WHAT TO PRODUCE: Repeat word for word the records from the line containing "of the marine" through the final line of the records, and nothing else.

THE RECORDS:
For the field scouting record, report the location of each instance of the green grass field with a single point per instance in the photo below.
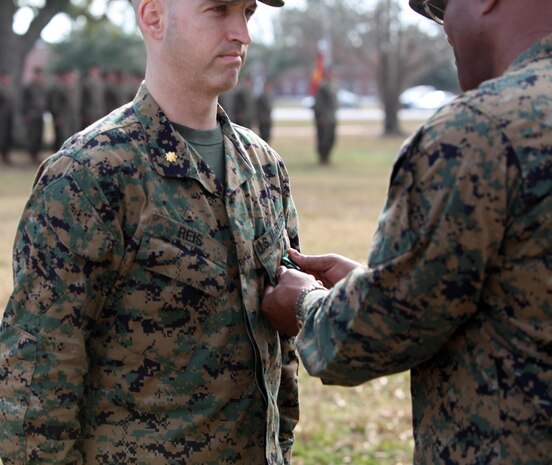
(338, 207)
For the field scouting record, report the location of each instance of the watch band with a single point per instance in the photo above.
(299, 316)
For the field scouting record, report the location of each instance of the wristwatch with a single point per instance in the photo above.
(299, 316)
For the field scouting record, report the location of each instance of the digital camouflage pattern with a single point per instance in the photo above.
(458, 286)
(133, 334)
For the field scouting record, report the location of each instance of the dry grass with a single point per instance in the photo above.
(338, 206)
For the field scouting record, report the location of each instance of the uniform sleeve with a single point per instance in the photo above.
(437, 238)
(288, 395)
(63, 260)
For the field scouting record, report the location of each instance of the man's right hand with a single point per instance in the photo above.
(329, 268)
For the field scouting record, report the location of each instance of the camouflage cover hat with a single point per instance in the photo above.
(418, 7)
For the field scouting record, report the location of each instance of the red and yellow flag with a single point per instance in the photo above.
(317, 73)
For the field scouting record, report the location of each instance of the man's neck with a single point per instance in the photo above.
(190, 109)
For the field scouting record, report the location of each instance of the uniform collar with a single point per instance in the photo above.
(171, 157)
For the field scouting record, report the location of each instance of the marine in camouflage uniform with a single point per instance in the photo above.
(244, 104)
(325, 115)
(64, 105)
(93, 96)
(458, 285)
(134, 333)
(34, 106)
(263, 104)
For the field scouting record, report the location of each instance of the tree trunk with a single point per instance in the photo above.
(14, 48)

OUTPUT:
For the field scouting record, report the location of each instance of the marine in camouflage uniform with a single point per instance in the photo above.
(244, 104)
(325, 115)
(64, 105)
(93, 96)
(458, 285)
(134, 333)
(34, 106)
(263, 104)
For the field scouting record, report the location of each instance of the tree trunk with a single point per instance in the photo above.
(14, 48)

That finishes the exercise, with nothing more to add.